- **DIRECTIONS**: Output the records from the start through the line containing "[[[27,238],[15,219],[6,188],[0,183],[0,238]]]", inclusive, as a two-column CSV with the header row text,answer. Write one row per record, with its text and its answer each in a single quoted field and line breaks replaced by spaces.

- **RECORDS TO PROCESS**:
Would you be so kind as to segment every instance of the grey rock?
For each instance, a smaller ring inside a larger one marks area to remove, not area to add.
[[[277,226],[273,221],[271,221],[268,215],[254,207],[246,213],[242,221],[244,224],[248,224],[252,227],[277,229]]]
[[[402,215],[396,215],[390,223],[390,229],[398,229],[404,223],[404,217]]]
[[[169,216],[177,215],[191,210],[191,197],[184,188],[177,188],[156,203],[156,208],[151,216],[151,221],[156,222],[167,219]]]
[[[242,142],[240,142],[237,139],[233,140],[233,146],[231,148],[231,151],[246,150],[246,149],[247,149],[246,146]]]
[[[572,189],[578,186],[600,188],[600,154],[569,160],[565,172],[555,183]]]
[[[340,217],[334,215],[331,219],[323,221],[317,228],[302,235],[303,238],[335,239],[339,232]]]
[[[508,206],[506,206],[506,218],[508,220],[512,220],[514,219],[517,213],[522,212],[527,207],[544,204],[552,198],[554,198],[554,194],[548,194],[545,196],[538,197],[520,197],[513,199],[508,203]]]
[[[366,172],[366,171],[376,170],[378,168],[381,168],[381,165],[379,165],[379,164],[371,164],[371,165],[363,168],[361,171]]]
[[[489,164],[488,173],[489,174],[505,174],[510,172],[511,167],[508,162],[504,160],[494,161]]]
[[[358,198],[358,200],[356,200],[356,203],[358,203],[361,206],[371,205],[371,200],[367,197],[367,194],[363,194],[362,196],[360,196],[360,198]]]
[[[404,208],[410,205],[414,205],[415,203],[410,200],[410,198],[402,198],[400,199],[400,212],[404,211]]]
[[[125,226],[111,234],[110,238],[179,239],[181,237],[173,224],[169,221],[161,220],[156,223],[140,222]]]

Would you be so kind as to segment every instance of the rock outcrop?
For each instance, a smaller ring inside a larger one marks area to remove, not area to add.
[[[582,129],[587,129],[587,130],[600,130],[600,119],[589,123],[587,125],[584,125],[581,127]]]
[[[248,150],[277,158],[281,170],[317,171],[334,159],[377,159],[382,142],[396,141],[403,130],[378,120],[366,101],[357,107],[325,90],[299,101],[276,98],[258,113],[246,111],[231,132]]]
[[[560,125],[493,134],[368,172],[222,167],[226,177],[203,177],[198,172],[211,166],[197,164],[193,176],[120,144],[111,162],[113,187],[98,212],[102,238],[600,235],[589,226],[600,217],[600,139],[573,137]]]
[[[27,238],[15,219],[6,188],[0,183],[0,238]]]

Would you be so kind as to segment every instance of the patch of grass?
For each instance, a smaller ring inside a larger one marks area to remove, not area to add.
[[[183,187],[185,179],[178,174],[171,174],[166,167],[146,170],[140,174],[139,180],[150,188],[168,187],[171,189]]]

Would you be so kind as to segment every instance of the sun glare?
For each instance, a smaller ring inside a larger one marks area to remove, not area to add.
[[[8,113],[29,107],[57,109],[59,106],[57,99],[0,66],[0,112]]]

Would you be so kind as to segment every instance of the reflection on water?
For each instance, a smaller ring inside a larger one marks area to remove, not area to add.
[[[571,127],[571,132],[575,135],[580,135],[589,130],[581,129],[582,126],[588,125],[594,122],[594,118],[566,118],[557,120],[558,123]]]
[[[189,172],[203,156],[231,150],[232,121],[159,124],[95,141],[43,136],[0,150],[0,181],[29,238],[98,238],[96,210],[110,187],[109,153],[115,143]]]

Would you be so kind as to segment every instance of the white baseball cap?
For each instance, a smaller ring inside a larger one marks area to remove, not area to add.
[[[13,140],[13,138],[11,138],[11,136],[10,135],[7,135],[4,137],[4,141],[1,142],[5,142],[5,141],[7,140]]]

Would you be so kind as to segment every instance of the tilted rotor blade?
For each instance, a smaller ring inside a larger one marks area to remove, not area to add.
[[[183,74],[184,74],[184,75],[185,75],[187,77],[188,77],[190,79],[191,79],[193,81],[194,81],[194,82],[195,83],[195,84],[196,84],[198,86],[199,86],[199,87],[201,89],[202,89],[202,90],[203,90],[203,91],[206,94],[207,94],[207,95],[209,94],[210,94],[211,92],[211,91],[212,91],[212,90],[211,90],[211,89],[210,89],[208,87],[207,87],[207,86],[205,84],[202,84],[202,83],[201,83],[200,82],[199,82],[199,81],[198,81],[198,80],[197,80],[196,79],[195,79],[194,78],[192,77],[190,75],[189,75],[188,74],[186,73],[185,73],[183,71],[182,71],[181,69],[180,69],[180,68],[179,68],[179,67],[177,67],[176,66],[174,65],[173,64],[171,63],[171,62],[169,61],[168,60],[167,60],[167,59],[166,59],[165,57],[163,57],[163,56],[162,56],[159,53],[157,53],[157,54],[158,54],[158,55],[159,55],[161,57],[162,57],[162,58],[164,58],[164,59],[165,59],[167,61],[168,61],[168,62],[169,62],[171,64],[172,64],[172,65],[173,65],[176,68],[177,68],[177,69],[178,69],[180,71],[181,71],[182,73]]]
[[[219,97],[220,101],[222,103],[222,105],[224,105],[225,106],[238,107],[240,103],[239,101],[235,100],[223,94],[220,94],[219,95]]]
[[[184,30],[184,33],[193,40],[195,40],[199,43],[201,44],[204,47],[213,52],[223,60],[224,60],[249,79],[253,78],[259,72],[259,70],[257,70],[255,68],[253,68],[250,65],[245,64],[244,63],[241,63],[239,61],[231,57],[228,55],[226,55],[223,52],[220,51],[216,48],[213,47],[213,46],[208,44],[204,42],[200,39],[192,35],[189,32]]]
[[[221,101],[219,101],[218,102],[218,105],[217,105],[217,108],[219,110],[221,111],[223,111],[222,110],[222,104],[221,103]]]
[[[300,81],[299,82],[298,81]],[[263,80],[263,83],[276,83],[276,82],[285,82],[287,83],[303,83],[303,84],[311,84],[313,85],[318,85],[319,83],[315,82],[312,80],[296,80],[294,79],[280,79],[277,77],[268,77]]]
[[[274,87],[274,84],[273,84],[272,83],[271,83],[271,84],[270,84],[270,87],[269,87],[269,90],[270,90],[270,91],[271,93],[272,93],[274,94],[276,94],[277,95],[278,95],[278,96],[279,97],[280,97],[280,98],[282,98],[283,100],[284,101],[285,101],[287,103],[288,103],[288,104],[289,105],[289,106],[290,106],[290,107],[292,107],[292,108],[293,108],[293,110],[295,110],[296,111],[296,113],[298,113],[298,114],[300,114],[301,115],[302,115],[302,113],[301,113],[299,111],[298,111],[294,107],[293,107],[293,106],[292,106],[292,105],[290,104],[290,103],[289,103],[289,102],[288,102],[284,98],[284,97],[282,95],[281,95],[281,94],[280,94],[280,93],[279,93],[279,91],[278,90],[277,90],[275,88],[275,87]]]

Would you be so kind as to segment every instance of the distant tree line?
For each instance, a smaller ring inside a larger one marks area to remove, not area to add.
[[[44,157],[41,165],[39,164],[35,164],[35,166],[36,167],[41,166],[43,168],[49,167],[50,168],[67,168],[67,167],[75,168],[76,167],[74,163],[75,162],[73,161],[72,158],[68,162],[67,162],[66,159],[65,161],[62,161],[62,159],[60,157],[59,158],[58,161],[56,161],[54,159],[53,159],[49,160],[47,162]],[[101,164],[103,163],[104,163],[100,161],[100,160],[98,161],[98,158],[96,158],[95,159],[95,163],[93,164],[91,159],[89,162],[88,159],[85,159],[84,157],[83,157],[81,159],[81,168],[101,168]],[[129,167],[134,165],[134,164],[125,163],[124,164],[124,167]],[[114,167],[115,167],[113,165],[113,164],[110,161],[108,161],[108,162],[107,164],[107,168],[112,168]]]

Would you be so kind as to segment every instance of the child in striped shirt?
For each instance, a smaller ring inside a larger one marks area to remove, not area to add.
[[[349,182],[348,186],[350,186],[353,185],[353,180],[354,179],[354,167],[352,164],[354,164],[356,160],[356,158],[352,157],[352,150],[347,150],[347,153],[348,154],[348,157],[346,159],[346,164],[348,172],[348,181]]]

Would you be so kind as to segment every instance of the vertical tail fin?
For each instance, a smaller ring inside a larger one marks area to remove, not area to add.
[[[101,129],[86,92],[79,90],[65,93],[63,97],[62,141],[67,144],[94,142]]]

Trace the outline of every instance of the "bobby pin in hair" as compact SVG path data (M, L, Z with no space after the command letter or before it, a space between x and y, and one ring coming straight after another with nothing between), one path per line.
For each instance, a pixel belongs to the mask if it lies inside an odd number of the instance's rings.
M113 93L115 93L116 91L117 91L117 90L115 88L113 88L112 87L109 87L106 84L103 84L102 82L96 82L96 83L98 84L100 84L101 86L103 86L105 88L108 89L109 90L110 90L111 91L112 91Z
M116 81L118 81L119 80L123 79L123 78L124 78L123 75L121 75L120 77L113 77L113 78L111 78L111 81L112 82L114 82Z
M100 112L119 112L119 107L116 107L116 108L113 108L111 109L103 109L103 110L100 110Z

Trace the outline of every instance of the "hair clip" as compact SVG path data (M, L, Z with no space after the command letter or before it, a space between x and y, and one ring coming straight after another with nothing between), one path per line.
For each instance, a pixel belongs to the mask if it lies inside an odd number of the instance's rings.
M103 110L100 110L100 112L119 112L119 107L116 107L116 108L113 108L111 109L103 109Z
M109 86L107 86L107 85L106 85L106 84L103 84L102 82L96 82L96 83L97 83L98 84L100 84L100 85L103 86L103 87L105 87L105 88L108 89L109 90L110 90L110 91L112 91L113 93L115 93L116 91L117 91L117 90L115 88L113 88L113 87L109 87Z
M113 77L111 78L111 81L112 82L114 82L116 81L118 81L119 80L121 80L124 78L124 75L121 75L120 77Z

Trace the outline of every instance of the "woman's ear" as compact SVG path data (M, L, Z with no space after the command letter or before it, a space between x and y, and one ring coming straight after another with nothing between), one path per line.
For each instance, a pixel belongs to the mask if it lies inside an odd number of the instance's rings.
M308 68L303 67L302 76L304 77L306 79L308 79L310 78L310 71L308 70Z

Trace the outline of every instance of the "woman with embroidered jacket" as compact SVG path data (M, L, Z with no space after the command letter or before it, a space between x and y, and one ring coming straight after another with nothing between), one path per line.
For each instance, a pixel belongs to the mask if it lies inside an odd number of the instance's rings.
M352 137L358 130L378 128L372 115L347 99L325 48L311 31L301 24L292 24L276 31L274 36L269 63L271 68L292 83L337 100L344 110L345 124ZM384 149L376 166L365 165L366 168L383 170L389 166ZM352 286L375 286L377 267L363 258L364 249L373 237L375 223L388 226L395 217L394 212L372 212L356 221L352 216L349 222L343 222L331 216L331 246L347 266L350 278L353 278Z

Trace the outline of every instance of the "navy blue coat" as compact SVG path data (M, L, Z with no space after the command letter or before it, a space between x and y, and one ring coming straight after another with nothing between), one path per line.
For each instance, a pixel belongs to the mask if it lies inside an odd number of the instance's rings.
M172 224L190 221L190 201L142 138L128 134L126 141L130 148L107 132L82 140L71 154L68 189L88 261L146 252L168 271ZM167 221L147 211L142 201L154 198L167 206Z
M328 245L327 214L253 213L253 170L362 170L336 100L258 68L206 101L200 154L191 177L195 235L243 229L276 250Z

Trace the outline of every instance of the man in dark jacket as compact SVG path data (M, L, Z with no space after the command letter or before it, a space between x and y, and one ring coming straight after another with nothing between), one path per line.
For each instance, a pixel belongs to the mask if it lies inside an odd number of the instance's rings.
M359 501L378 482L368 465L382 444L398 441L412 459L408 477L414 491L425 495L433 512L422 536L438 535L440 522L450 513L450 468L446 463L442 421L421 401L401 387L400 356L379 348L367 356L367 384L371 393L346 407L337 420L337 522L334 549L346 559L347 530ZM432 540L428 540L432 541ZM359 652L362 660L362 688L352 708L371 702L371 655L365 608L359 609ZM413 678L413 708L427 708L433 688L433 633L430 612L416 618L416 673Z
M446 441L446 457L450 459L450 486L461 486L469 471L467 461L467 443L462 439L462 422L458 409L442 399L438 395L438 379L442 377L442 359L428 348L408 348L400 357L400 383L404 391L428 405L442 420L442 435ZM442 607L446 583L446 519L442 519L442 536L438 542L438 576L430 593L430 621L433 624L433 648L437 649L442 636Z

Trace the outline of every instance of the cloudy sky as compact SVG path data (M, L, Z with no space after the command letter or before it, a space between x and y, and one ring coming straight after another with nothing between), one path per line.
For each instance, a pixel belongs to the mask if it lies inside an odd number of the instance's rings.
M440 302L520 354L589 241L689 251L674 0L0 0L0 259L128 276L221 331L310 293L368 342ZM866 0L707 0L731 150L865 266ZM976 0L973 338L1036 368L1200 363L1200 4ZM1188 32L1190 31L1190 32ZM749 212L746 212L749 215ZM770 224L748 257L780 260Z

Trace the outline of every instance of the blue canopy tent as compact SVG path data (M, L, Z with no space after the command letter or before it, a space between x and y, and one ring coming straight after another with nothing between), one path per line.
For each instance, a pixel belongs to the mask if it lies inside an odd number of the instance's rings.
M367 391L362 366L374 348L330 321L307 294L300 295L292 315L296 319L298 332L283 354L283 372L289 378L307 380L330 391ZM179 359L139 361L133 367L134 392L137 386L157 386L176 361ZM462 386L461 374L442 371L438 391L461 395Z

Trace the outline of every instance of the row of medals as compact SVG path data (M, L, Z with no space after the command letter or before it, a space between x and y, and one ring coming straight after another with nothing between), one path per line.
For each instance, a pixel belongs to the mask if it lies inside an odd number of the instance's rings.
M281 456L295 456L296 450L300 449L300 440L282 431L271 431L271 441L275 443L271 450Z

- **FINISHED EXERCISE**:
text,answer
"Would you be so kind as to segment every instance of the grey rock? For each instance, a smaller ring inside a larger one marks area to remove, not area to add.","[[[277,226],[273,221],[271,221],[268,215],[254,207],[246,213],[242,221],[244,224],[248,224],[252,227],[277,229]]] [[[402,215],[396,215],[390,223],[390,229],[398,229],[404,223],[404,217]]] [[[169,216],[177,215],[191,210],[191,197],[184,188],[177,188],[156,203],[156,208],[151,216],[151,221],[156,222],[167,219]]] [[[242,142],[240,142],[237,139],[233,140],[233,146],[231,148],[231,151],[246,150],[246,149],[247,149],[246,146]]] [[[572,189],[578,186],[600,188],[600,154],[569,160],[565,172],[555,183]]] [[[340,217],[334,215],[331,219],[323,221],[317,228],[302,235],[303,238],[335,239],[339,232]]] [[[508,206],[506,206],[506,218],[508,220],[512,220],[514,219],[517,213],[522,212],[527,207],[544,204],[552,198],[554,198],[554,194],[548,194],[545,196],[538,197],[520,197],[513,199],[508,203]]] [[[366,172],[366,171],[376,170],[378,168],[381,168],[381,165],[379,165],[379,164],[371,164],[371,165],[363,168],[361,171]]] [[[489,164],[488,173],[489,174],[505,174],[510,172],[511,167],[508,162],[504,160],[494,161]]] [[[358,198],[358,200],[356,200],[356,203],[358,203],[361,206],[371,205],[371,200],[367,197],[367,194],[363,194],[362,196],[360,196],[360,198]]] [[[404,208],[410,205],[414,205],[415,203],[410,200],[410,198],[402,198],[400,199],[400,212],[404,211]]] [[[125,226],[111,234],[110,238],[179,239],[181,237],[173,224],[169,221],[161,220],[156,223],[140,222]]]"
"Would you be so kind as to segment every instance of the rock outcrop? For each instance, a smaller ring inside a larger one marks area to remove, not area to add.","[[[582,129],[587,129],[587,130],[600,130],[600,119],[589,123],[587,125],[584,125],[581,127]]] [[[248,150],[277,158],[281,170],[317,171],[334,159],[377,159],[382,142],[396,141],[403,130],[378,120],[366,101],[357,107],[325,90],[299,101],[276,98],[258,113],[246,111],[231,132]]] [[[560,125],[493,134],[368,172],[222,167],[226,177],[203,177],[198,172],[211,166],[197,164],[193,176],[120,144],[111,162],[113,187],[98,212],[102,238],[600,235],[589,226],[600,217],[600,139],[573,137]]] [[[27,238],[15,219],[6,188],[0,183],[0,238]]]"